**WHAT THIS TASK INVOLVES:** Only the lines below, from the one with "Target: short sleeve" through the one with "Target: textured bark", are to be written out, exactly.

**Natural language region descriptions:**
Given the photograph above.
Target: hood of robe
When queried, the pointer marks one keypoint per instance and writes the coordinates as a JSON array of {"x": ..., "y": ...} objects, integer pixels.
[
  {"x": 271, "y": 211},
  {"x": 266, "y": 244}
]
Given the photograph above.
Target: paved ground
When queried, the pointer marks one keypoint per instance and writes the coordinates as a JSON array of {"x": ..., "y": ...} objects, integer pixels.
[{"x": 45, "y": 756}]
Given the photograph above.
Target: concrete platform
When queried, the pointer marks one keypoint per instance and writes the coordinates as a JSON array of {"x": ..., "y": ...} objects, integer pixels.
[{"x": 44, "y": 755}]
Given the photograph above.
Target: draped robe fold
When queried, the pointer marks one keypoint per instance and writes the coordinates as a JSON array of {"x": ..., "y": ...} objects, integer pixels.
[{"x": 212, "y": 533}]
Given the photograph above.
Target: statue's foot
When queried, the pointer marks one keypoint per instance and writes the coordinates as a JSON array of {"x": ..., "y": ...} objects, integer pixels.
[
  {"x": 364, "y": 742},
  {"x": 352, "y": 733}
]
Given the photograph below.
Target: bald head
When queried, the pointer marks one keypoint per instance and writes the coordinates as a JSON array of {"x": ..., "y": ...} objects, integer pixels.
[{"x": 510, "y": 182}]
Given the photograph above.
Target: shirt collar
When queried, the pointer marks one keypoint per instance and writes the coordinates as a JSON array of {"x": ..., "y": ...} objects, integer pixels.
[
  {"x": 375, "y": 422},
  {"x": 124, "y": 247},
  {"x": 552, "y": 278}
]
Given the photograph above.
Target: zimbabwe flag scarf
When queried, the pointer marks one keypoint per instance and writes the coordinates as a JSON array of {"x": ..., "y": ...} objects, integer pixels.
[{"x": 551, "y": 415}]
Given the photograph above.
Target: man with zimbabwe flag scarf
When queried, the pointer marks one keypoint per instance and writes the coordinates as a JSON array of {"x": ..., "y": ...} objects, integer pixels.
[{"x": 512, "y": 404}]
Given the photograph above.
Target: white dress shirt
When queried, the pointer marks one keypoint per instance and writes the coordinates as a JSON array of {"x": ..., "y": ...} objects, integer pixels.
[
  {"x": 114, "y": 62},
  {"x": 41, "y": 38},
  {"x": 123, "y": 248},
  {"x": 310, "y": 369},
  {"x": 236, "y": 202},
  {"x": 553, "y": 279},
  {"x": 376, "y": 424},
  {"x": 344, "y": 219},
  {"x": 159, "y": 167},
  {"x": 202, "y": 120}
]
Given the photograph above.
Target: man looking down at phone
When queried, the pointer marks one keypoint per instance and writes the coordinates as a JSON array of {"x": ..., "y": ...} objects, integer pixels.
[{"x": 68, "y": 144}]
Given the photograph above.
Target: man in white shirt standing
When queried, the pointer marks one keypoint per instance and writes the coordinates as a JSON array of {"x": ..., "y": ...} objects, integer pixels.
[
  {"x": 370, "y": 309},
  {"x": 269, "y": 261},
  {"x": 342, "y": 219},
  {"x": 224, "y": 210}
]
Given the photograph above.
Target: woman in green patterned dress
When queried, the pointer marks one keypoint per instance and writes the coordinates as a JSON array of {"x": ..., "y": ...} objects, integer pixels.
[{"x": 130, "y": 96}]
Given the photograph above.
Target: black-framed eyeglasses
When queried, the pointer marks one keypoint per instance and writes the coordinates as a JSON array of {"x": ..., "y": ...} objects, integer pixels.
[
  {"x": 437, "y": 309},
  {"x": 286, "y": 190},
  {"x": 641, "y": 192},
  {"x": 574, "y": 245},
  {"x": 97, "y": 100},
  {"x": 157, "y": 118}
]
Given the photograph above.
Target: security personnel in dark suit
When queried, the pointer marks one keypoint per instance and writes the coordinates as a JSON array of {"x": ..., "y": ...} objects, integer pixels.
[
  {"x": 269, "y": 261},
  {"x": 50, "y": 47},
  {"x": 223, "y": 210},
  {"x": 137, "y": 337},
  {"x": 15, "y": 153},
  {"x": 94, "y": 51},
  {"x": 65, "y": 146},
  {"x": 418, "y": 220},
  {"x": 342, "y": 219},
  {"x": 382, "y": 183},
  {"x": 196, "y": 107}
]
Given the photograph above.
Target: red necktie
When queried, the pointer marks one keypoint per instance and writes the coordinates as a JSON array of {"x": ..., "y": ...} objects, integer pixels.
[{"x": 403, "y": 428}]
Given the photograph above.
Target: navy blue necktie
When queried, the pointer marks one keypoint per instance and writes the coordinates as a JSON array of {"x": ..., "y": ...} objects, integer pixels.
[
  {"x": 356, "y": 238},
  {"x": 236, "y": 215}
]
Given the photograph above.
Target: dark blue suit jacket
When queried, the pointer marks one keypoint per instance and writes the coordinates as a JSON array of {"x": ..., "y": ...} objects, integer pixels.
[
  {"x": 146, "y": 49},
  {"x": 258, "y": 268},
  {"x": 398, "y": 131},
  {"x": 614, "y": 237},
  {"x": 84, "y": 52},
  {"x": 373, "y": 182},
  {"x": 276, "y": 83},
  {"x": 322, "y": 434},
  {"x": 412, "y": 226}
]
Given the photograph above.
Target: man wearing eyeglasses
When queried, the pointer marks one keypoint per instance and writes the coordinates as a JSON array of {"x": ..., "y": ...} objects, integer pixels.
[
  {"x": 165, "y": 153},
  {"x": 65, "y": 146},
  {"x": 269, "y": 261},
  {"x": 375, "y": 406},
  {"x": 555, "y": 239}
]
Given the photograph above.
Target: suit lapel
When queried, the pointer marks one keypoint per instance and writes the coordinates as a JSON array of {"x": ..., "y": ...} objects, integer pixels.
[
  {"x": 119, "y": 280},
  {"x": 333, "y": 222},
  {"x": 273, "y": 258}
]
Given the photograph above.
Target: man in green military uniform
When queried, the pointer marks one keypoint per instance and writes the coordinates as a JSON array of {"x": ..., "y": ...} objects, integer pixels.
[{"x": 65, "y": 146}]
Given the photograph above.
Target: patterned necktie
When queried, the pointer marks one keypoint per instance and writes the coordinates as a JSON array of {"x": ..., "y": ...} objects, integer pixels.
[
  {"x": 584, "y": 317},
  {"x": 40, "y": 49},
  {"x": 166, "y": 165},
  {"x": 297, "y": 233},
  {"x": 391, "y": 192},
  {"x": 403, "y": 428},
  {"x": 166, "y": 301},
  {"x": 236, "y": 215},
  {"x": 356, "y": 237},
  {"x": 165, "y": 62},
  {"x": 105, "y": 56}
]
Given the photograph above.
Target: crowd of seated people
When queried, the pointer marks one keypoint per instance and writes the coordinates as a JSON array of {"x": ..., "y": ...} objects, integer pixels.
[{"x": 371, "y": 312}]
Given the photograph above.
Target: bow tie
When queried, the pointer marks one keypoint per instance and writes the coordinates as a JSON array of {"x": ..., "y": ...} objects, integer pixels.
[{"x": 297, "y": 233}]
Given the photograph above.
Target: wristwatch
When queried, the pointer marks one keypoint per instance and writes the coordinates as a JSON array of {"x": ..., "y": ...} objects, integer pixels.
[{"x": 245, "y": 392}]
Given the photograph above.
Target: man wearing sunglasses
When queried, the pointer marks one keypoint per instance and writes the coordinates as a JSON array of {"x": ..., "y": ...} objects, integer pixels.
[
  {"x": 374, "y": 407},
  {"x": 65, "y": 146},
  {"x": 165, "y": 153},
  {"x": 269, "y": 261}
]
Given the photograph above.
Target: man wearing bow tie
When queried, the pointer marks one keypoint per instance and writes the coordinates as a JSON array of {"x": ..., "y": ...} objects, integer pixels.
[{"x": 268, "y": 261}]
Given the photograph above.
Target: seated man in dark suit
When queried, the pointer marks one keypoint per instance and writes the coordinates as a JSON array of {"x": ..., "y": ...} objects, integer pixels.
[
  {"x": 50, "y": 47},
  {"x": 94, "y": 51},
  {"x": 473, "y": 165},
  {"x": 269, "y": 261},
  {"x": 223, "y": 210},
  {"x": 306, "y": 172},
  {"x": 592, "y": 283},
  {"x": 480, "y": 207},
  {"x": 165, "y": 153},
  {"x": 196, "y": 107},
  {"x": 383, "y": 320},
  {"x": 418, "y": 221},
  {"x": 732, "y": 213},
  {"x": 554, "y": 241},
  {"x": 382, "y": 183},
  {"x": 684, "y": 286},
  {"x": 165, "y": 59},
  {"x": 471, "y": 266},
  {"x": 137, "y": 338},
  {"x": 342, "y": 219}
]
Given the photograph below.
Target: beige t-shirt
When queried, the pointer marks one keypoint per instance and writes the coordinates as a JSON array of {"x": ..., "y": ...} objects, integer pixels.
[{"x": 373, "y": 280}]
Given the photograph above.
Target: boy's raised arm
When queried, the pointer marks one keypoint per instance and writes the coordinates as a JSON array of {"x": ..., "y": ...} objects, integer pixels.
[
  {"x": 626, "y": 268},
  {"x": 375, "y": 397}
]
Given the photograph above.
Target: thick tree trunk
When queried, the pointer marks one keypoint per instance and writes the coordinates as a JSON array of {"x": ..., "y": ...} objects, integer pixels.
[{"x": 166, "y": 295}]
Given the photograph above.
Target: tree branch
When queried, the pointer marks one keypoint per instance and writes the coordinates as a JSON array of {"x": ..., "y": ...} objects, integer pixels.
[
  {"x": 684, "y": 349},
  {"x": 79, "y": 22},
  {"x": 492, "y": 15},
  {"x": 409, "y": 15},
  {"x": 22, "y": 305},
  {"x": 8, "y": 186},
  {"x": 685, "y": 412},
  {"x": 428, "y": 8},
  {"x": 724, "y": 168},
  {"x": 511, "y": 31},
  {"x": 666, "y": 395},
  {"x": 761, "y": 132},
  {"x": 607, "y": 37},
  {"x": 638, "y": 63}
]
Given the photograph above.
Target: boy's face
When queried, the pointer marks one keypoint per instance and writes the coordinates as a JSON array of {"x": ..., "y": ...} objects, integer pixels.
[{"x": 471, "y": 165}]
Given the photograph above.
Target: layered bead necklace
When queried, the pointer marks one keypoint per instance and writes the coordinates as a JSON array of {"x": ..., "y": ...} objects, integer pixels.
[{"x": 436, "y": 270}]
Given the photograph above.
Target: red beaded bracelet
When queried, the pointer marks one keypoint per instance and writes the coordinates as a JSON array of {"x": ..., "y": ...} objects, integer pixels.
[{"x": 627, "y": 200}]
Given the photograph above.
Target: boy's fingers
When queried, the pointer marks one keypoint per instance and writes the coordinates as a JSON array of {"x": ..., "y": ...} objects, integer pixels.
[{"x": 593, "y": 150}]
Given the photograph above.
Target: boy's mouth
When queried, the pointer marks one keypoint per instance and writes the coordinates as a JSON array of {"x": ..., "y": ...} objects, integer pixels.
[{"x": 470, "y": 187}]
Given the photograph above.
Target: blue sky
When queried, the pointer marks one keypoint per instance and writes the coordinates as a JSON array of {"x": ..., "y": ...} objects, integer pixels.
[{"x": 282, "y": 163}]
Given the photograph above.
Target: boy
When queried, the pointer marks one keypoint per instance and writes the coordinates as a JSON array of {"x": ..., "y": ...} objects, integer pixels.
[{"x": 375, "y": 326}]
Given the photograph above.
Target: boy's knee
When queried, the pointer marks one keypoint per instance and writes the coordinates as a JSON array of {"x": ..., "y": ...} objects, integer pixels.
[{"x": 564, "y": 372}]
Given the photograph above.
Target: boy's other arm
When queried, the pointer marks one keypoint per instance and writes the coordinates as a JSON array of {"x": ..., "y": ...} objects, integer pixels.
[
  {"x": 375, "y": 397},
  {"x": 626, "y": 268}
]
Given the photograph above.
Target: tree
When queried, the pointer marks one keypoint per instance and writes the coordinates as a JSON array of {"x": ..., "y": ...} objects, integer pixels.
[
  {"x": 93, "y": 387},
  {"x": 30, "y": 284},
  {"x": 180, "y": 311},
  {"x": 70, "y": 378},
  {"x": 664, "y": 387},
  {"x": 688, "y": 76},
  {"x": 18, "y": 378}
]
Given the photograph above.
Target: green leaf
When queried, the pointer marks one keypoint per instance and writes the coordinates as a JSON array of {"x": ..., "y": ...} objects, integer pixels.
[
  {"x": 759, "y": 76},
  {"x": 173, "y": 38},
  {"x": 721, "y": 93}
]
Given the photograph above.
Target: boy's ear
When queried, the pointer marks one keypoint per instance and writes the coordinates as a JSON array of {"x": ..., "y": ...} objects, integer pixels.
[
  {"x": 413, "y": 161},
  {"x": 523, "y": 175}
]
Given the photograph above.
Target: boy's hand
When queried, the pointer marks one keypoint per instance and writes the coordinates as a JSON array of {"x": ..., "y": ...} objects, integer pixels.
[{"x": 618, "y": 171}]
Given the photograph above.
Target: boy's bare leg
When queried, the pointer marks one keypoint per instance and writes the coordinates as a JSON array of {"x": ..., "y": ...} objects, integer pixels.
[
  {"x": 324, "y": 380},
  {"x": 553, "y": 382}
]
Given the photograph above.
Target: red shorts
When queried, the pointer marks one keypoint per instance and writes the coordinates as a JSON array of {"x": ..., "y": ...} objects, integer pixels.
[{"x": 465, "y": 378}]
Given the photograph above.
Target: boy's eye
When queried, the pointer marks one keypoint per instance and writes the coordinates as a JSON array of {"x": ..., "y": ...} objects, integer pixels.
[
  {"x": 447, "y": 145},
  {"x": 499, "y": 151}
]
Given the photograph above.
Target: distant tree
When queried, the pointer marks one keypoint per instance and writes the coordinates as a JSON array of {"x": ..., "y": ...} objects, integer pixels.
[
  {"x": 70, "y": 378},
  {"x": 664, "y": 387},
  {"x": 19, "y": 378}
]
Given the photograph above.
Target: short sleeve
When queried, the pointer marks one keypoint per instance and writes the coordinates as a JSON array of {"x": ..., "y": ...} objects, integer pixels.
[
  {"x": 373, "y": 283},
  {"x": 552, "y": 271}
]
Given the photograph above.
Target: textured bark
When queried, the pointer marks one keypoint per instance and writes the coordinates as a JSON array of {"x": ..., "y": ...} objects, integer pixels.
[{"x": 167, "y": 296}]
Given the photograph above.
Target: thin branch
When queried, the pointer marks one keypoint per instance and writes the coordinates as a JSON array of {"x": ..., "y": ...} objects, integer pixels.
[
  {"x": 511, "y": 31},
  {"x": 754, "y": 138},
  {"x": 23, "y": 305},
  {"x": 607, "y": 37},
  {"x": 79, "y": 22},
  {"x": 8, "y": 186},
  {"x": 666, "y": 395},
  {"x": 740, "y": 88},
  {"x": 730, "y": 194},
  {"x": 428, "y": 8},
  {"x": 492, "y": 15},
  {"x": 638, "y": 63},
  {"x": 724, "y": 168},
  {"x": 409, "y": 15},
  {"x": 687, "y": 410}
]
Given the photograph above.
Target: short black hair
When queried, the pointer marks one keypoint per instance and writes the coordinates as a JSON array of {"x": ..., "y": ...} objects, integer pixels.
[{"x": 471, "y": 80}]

**ANSWER BOX:**
Target: short sleeve
When queried, the pointer marks one keypoint per instance and writes the coordinates as a JSON array of {"x": ..., "y": ...} objects, integer pixels.
[
  {"x": 373, "y": 283},
  {"x": 552, "y": 271}
]
Given the photograph above.
Target: textured bark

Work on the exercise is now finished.